Sandra, peux-tu nous présenter Papang, le nouveau spectacle de la compagnie Rouge Bombyx?


C’est un spectacle de marionnettes destiné à un public à partir de 8 ans, et qui parle d’une petite fille qui part sur l’île de La Réunion, à la recherche de ses origines. La marionnette qui la représente a des trous, comme un puzzle incomplet. Au fur et à mesure de son voyage, elle va trouver des bouts d’elle-même qui correspondent à l’histoire de sa famille, de ses ancêtres. Comme dans les contes, c’est un peu un voyage initiatique : lors de son périple, elle va grandir, et c’est ce qui va lui permettre de remplir ces parties manquantes d’elle-même.

 

PAPANG

 

En quoi ce projet a une résonance toute particulière pour toi, à titre personnel ?


En regardant des photos de famille, je me suis vue, petite, dans les bras de ma grand-mère, qui a une couleur de peau très foncée. Du côté de mon père, dans cette famille réunionnaise, il y a treize enfants, et personne n’a la même couleur de peau. Dans ma génération, nous avons la peau blanche, alors que mes oncles et tantes ont la peau plus foncée. J’avais envie de parler de la couleur de peau, du métissage, d’où l’on vient, et comment cela se voit sur nous – ou pas… c’est une question intéressante à travailler avec un public d’enfants.

| Objectif A |
Relevez chaque ligne des enregistrements contenant la chaîne « purple », en tenant compte de la casse.
| Objectif B |
Poursuivez l'entretien sur le spectacle Papang à la suite de sa dernière phrase.

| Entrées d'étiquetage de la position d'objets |
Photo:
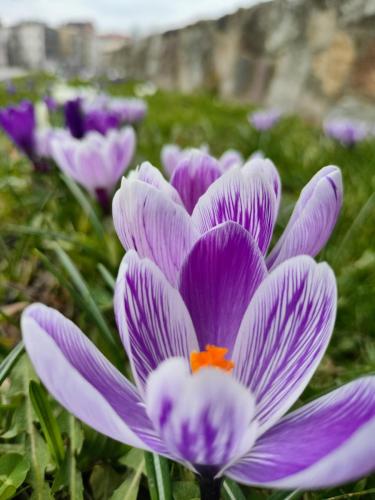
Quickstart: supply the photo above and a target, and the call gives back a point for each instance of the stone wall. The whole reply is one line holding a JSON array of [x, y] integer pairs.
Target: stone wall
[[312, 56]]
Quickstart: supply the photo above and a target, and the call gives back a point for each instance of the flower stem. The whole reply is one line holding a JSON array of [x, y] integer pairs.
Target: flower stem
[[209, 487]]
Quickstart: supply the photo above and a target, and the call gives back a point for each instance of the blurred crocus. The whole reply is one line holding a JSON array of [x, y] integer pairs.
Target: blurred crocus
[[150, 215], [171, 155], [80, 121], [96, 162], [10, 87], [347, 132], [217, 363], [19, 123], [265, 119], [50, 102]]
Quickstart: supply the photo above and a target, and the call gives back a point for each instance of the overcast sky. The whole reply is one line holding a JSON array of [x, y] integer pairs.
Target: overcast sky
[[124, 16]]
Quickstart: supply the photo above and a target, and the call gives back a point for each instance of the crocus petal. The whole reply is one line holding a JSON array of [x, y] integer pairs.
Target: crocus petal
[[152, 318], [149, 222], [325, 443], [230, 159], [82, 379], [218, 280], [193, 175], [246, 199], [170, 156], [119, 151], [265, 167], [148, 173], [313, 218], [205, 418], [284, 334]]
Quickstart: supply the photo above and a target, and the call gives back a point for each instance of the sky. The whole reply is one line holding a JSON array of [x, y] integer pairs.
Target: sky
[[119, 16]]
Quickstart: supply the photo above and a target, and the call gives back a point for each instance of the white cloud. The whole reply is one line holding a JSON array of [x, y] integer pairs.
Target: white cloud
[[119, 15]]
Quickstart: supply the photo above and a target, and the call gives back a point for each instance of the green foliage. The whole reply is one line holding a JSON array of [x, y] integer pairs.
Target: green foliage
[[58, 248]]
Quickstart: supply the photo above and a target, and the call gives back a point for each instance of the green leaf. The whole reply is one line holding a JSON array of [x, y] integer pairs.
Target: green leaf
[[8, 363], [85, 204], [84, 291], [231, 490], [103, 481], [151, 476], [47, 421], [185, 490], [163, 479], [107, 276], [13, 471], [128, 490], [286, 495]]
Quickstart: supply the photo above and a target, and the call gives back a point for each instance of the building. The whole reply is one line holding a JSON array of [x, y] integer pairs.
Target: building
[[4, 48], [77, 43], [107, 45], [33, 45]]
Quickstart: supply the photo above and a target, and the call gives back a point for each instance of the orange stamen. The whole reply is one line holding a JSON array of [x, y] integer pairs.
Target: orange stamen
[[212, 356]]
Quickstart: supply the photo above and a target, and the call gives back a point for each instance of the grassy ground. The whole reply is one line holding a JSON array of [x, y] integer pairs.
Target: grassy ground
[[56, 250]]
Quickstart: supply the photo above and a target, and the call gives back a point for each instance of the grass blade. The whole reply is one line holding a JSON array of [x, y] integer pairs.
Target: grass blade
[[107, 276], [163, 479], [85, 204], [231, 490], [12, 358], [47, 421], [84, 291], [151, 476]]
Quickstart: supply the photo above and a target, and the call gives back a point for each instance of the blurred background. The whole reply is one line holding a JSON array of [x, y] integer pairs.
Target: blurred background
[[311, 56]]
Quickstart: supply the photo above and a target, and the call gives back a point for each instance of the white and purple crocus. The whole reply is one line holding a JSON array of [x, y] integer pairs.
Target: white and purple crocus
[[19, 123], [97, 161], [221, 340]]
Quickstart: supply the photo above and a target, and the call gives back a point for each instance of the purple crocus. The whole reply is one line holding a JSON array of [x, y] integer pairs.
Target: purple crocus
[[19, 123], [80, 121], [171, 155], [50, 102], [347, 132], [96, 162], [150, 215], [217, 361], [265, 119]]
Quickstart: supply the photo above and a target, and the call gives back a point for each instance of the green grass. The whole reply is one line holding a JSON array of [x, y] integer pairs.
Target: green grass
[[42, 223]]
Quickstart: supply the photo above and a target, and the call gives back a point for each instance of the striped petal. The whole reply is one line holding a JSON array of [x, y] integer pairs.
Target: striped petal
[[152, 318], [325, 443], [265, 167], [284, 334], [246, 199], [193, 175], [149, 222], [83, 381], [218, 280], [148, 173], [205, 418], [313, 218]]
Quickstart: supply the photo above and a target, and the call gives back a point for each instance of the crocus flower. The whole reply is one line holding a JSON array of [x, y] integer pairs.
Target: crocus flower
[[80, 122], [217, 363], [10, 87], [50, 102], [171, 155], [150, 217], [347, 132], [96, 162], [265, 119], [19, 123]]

| Résultat obtenu A |
Quickstart: supply the photo above and a target, and the call gives back a point for each instance of the white and purple crocus. The whole reply is one line holding a JSON array of [x, y] integer pairs.
Target: white and purple crocus
Quickstart: supply the photo above and a target, and the call gives back a point for each instance of the purple crocus. The whole reply is one line holding a JSON array of [x, y] integer pairs.
Target: purple crocus

| Résultat obtenu B |
J’avais aussi envie de parler de La Réunion, dont on connaît parfois mal l’histoire en métropole. Ce territoire d’outre-mer, à la fois département et région, a été traversé par la colonisation et l’esclavage. J’ai fait des recherches généalogiques sur ma famille réunionnaise, et j’ai découvert que j’étais autant descendante d’esclaves que de « marrons » (les esclaves qui se sont enfuis dans les hauteurs), mais aussi de colons. Cette histoire très riche n’est pas si lointaine de nous, et peut concerner beaucoup de gens.

 

Parmi les thèmes que tu évoques, il y a des sujets assez complexes (la lignée, la colonisation, l’esclavage…). Dans ce spectacle, tu as choisi de t’adresser à un public jeune, voire très jeune. Comment fait-on pour aborder ces sujets avec un public d’enfants ?


Déjà, par le support de la marionnette, car il permet de porter et de projeter beaucoup de choses : la marionnette peut voler, mourir, ressusciter… c’est infini ! Il manque quatre morceaux à notre marionnette, et elle va tenter de retrouver ces parties d’elle-même lors de son voyage. Donc à la fois visuellement, et à travers une histoire, le personnage évolue. Cette idée de « puzzle », ça parle de quelque chose aux enfants.
Ensuite, la vidéo permet de faire passer beaucoup de choses. Par exemple, dans cette mise en scène, la figure de l’esclavage est incarnée, comme une entité fantôme, au travers de la vidéo.

Enfin, pour parler de l’esclavage et du métissage, je me suis inspirée de la structure narrative des contes, dans lesquels le héros réalise un voyage initiatique : en rencontrant une série de personnages qui lui apprennent de nouvelles choses, il peut avancer, et progresser dans sa quête.


La compagnie Rouge Bombyx est spécialisée dans le travail des marionnettes. Quels matériaux et quelles techniques utilisez-vous pour les créer ?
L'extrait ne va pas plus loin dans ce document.